╭─ Passage to read
Gov. Andrew Cuomo says in a statement that the FY 2022 Enacted State Budget includes $800 million toward the first phase of construction on the long-awaited I-81 viaduct replacement project.
The project will remove the existing elevated structure separating the City of Syracuse by constructing an integrated community grid. The project will also construct new shared-use paths for pedestrians and bicyclists and enhance access to public transportation services within the downtown core.
The State Department of Transportation has been working with the U.S. Department of Transportation’s Federal Highway Administration to finalize the draft Environmental Impact Statement for this transformative project and is on schedule to release the DEIS for public comment and to conduct a public hearing later this summer. After federal concurrence is achieved, the project will break ground in 2022.
╰─
╭─ Raw data
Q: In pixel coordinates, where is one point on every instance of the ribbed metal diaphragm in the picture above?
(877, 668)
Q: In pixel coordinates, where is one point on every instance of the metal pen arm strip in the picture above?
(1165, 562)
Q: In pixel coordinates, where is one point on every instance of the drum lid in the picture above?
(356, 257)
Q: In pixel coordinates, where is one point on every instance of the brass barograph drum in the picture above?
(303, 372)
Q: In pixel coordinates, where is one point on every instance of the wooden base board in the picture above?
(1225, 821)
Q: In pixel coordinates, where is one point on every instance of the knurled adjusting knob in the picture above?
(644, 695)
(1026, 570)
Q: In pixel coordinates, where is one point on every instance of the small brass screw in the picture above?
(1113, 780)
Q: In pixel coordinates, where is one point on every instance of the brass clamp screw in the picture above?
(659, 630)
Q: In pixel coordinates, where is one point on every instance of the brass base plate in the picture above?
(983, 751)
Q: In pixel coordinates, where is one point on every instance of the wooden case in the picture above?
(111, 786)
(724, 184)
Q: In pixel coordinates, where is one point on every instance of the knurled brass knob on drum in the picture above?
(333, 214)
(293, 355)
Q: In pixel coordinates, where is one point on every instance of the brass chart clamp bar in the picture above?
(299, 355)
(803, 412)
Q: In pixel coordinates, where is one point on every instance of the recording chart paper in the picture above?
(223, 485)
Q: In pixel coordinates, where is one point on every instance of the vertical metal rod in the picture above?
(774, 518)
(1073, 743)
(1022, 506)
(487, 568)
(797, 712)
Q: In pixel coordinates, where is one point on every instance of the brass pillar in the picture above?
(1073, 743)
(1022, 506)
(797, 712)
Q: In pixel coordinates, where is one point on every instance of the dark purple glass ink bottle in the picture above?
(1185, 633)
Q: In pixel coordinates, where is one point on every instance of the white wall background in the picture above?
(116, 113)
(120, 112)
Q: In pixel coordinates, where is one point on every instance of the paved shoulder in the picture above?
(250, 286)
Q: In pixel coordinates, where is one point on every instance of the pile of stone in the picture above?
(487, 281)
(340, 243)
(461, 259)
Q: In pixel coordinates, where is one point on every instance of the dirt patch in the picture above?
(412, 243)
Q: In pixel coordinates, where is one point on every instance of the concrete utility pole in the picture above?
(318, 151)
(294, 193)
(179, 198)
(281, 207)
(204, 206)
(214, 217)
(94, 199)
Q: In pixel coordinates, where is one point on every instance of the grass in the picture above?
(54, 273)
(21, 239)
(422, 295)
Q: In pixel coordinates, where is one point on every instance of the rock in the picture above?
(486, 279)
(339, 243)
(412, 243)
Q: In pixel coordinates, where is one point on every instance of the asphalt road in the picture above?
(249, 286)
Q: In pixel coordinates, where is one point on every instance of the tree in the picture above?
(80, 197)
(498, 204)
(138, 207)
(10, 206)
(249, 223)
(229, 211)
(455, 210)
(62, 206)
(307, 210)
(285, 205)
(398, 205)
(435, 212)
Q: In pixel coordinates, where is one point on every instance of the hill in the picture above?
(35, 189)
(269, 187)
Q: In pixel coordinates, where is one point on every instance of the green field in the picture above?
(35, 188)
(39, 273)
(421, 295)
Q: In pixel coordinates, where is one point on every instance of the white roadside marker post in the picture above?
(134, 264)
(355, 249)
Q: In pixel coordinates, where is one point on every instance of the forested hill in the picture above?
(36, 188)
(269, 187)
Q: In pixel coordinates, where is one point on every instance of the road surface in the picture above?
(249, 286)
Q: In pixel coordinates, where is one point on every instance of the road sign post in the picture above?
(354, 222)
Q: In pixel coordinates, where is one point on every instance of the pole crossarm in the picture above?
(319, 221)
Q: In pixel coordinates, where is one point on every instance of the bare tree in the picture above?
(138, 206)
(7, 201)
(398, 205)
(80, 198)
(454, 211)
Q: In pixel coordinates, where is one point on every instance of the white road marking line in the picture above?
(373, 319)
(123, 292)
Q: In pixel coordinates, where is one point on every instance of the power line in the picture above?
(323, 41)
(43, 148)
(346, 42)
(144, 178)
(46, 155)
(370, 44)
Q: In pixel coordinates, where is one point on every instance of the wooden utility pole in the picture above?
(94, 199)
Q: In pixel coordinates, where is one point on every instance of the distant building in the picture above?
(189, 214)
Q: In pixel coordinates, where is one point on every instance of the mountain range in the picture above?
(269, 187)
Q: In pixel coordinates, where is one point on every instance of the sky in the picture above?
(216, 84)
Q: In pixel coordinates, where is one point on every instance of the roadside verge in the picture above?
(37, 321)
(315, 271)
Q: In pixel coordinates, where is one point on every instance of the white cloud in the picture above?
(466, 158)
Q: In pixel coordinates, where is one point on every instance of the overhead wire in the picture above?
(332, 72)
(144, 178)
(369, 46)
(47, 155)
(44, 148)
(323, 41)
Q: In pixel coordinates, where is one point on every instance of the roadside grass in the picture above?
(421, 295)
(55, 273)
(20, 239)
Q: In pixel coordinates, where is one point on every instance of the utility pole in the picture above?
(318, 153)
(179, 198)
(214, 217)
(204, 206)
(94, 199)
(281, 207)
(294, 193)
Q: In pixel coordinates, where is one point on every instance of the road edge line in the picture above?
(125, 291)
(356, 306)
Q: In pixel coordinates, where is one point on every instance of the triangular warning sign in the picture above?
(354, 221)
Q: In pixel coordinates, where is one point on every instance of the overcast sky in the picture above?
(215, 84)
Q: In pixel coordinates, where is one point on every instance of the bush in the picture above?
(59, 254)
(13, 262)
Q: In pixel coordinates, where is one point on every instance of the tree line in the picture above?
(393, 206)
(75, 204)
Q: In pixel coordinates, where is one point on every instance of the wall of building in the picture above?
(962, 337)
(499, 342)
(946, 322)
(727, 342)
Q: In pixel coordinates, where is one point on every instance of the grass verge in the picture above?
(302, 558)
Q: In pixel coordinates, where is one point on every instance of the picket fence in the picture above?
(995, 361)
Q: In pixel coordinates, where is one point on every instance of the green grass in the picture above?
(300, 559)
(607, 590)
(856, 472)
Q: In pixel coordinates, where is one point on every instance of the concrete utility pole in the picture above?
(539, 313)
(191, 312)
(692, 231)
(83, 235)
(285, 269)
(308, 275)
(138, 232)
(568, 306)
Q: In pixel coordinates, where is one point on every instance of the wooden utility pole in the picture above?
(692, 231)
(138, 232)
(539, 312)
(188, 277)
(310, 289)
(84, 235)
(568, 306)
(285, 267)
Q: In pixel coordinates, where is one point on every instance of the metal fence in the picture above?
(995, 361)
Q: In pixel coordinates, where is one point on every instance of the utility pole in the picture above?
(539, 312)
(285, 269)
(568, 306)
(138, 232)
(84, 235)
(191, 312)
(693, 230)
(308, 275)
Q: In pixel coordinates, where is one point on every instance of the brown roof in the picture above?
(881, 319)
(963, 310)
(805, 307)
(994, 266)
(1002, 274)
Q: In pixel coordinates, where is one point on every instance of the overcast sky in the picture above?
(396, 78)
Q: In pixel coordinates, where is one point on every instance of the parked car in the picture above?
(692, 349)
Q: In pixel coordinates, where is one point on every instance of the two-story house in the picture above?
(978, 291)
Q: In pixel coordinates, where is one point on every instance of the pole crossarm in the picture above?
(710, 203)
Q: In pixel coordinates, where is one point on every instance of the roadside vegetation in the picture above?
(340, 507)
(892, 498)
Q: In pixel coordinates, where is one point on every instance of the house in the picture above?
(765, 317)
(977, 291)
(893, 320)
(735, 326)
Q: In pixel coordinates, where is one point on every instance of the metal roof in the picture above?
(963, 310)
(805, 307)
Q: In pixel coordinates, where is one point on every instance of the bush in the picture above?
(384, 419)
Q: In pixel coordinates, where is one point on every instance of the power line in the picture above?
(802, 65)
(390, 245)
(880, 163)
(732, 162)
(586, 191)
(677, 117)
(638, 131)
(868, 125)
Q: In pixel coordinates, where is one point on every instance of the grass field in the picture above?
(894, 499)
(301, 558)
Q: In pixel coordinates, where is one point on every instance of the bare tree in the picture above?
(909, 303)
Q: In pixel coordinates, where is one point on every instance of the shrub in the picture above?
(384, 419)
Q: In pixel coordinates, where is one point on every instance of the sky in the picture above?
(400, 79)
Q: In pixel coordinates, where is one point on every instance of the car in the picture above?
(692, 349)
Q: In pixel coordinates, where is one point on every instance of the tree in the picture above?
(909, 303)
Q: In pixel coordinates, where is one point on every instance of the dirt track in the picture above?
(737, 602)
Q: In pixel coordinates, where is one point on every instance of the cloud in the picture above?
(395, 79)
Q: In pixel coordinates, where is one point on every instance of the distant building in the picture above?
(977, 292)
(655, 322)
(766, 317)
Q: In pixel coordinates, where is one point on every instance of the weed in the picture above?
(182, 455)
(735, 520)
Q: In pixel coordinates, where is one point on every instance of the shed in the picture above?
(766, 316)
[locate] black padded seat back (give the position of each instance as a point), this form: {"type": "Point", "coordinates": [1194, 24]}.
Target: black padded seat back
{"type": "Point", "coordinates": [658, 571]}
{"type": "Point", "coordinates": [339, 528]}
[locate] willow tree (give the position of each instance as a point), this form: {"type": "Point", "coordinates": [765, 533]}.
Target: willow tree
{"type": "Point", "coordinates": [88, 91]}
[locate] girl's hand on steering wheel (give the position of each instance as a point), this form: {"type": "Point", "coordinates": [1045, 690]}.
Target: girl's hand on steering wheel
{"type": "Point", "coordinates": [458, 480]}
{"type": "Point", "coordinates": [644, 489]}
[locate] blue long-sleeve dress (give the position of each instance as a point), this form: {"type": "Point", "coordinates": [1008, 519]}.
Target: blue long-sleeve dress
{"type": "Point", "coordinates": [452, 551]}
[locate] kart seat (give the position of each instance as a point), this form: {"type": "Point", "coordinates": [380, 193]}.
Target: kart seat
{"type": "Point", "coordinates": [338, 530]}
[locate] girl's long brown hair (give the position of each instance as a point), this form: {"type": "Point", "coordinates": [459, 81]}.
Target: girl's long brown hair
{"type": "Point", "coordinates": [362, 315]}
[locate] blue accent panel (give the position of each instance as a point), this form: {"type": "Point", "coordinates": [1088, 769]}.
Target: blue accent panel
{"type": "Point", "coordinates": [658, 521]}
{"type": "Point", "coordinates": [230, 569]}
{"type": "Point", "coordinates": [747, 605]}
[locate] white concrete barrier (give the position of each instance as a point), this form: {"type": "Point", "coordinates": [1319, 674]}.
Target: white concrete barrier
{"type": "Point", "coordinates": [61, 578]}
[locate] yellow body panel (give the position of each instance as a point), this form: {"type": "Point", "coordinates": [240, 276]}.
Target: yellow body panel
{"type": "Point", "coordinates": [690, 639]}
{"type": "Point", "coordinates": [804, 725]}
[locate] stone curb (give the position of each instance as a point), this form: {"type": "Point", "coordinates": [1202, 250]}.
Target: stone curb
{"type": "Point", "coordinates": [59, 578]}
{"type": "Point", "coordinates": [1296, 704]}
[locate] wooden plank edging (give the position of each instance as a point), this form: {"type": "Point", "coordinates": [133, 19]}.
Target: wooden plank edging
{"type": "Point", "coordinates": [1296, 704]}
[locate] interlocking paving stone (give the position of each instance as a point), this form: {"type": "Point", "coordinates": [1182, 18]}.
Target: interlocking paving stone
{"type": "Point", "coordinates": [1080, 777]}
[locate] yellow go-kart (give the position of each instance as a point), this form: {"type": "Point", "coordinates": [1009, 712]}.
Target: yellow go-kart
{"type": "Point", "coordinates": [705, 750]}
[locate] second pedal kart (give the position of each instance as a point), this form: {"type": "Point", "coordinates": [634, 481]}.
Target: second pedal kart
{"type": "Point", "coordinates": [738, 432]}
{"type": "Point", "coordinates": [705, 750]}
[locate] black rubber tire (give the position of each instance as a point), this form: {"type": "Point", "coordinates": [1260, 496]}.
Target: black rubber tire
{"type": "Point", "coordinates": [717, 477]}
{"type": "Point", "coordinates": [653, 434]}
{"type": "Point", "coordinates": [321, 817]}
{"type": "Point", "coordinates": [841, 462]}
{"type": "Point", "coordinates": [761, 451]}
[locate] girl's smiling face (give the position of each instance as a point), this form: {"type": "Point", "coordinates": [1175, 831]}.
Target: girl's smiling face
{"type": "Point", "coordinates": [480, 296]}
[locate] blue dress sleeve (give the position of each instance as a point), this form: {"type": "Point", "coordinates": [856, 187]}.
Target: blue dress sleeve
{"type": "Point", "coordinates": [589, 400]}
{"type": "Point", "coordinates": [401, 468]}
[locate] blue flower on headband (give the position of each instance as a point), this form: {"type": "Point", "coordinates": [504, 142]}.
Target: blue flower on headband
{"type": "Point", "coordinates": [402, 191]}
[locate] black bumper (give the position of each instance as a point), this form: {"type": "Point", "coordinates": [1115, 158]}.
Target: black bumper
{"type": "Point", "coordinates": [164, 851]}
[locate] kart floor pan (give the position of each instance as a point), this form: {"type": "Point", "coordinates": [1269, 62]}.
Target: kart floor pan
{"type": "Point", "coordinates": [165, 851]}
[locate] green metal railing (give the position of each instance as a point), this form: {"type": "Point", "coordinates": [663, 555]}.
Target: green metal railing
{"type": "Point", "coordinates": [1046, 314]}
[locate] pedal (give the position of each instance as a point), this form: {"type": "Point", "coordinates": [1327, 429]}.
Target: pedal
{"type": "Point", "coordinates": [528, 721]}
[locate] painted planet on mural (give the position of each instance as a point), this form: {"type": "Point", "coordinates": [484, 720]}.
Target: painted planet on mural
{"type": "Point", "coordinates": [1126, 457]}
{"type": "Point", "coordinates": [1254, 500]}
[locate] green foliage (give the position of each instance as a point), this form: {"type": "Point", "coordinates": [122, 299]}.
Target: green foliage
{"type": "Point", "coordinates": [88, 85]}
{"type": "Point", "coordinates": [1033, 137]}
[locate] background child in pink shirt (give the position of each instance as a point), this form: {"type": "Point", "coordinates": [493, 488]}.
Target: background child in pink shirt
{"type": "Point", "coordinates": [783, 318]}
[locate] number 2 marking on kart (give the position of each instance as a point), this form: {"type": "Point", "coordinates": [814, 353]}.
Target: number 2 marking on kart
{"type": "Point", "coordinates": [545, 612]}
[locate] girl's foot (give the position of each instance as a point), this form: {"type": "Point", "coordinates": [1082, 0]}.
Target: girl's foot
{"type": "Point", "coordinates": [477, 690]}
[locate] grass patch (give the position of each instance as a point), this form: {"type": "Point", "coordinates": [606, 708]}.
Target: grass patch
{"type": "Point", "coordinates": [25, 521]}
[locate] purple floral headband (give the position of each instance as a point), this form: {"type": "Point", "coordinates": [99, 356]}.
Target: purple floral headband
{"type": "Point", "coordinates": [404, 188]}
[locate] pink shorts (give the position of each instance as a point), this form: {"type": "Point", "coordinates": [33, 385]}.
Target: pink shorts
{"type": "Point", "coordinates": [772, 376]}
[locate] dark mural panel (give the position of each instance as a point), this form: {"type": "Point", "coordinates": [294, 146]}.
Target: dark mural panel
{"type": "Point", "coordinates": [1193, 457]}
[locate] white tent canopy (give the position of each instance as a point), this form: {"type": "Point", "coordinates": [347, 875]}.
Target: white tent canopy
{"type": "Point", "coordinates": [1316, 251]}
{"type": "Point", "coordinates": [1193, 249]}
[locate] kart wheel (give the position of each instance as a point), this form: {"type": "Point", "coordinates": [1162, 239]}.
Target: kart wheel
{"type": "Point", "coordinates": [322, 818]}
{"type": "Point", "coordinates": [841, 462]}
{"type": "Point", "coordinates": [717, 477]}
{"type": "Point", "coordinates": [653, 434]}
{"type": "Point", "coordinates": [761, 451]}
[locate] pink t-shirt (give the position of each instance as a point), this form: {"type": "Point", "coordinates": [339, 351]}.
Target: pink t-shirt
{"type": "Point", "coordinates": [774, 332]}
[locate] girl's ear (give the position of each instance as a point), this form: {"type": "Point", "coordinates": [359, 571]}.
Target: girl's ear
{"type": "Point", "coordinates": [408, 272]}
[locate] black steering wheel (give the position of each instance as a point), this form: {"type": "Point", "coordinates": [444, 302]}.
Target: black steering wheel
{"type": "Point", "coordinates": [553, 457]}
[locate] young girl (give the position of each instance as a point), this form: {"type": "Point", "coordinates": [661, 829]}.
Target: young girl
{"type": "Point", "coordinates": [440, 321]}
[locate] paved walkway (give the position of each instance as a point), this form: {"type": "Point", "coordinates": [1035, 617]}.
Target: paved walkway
╰─
*Written instruction:* Continue the passage on the I-81 viaduct replacement project in Syracuse, beginning immediately after its final sentence.

*Exercise answer:*
The project aims to reverse the classic 1950s planning blunder that separated the heart of the city by providing new opportunities for inclusion and equity afforded by the construction of the Community Grid, which the State Department of Transportation has determined will best meet the objectives of the project. The community grid will provide a boulevard-like setting that will support safe and ADA accessible pedestrian and bicycle amenities throughout the project.
Pending federal concurrence, plans call for phase 1 of the project to include work on the northern and southern sections of Business Loop 81, work on I-690 over Crouse and Irving avenues, and the conversion of I-481 to I-81 including a number of road and bridge projects along the corridor.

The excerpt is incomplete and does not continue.